====== Data for processing

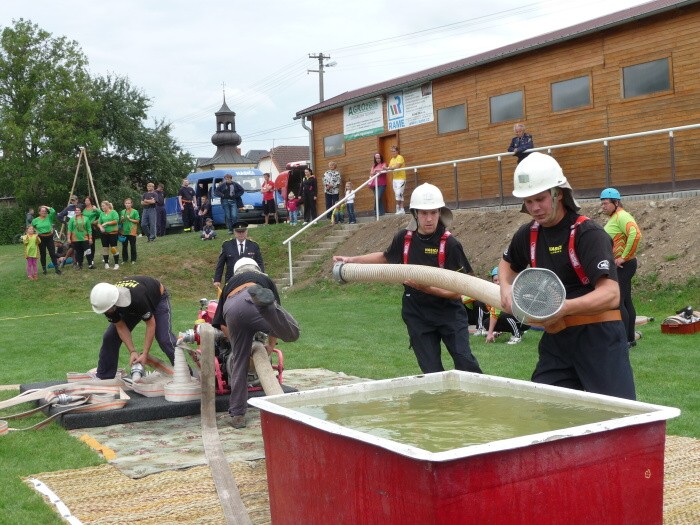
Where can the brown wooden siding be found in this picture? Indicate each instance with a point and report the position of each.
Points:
(641, 164)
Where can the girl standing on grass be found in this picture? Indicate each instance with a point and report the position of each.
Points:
(108, 223)
(129, 221)
(350, 202)
(31, 251)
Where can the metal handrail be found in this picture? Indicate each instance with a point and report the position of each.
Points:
(498, 157)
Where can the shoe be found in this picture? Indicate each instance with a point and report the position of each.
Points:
(261, 296)
(237, 421)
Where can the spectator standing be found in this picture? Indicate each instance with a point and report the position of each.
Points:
(208, 232)
(231, 194)
(626, 234)
(161, 215)
(521, 142)
(29, 217)
(108, 224)
(204, 212)
(129, 221)
(92, 215)
(268, 194)
(235, 249)
(249, 304)
(331, 184)
(79, 235)
(293, 208)
(125, 304)
(584, 345)
(43, 225)
(149, 219)
(31, 242)
(309, 190)
(350, 202)
(186, 196)
(431, 314)
(378, 184)
(399, 178)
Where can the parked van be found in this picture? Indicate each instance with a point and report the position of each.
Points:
(205, 182)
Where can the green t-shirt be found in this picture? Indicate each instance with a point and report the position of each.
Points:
(80, 227)
(128, 226)
(109, 217)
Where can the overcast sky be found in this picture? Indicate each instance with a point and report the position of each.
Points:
(181, 53)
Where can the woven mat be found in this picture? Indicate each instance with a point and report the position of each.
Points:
(104, 496)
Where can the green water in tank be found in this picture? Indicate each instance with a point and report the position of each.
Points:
(438, 421)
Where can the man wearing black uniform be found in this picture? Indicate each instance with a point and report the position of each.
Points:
(125, 304)
(186, 196)
(234, 249)
(249, 304)
(431, 314)
(584, 345)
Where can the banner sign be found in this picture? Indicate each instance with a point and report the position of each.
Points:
(410, 107)
(363, 119)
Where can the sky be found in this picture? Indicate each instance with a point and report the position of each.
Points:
(184, 55)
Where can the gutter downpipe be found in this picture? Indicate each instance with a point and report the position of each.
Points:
(312, 163)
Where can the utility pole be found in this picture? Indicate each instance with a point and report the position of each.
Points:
(320, 57)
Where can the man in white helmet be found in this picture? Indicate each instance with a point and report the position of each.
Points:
(584, 345)
(125, 304)
(431, 314)
(249, 304)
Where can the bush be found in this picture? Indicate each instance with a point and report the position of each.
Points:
(11, 223)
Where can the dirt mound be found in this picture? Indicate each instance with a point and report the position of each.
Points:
(669, 250)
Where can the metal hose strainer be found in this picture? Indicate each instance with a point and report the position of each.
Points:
(538, 294)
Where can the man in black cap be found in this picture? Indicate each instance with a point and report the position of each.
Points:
(234, 249)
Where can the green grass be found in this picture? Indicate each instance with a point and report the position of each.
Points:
(47, 329)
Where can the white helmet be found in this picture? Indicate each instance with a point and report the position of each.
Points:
(245, 264)
(429, 197)
(537, 173)
(104, 296)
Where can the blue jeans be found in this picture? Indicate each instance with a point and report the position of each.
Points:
(380, 190)
(230, 213)
(149, 223)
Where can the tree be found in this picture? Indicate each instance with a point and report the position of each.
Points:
(50, 106)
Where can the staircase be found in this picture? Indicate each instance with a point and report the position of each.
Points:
(311, 256)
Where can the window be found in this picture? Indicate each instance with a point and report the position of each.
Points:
(506, 107)
(453, 118)
(572, 93)
(647, 78)
(334, 145)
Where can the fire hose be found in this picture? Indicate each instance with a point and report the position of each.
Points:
(537, 293)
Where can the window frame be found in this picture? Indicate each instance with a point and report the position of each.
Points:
(519, 118)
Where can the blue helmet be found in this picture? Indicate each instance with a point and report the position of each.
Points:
(610, 193)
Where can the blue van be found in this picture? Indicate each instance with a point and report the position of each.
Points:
(205, 182)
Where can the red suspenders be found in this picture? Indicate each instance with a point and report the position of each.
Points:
(441, 252)
(534, 231)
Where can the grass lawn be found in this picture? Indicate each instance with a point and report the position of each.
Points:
(47, 329)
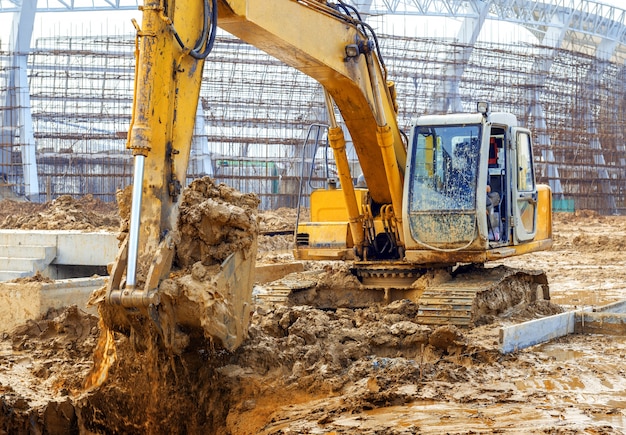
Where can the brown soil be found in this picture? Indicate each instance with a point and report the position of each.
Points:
(64, 213)
(367, 371)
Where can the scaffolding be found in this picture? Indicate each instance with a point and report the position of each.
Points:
(254, 113)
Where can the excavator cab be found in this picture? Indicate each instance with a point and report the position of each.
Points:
(470, 191)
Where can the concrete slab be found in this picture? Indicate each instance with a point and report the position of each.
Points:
(523, 335)
(601, 323)
(56, 254)
(265, 273)
(608, 319)
(29, 300)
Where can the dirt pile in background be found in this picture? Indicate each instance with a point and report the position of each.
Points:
(64, 213)
(215, 221)
(367, 371)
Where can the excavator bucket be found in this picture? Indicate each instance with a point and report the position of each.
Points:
(207, 270)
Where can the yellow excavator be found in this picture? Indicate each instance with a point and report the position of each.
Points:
(426, 209)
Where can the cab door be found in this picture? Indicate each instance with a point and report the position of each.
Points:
(524, 188)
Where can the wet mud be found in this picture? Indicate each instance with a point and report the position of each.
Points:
(345, 371)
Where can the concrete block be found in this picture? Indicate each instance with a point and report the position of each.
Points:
(7, 275)
(33, 251)
(523, 335)
(271, 272)
(601, 323)
(28, 237)
(86, 249)
(30, 300)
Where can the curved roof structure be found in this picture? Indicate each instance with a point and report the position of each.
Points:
(560, 85)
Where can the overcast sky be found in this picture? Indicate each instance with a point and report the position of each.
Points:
(119, 22)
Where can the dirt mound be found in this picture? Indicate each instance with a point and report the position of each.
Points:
(64, 213)
(215, 221)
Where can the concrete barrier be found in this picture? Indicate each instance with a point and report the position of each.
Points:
(29, 300)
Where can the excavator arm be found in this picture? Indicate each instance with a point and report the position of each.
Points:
(330, 44)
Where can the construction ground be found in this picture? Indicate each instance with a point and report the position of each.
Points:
(302, 370)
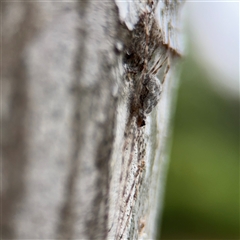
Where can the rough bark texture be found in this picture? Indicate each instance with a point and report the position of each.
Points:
(80, 158)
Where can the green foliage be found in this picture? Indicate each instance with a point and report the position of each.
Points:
(202, 192)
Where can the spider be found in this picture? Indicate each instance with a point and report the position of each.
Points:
(151, 90)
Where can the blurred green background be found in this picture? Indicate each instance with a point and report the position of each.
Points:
(202, 192)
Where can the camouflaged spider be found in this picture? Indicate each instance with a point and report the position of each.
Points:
(151, 90)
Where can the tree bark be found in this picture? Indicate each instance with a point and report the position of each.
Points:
(80, 157)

============

Exercise instructions ▸ Each line above that contains the word "bark" must be copied.

Task answer ▸
Where can the rough bark texture be found in this picture? Indicate each instance with a point and report the position of each.
Where can the tree bark be found in this picture? Indicate each instance with a point and report the position of each.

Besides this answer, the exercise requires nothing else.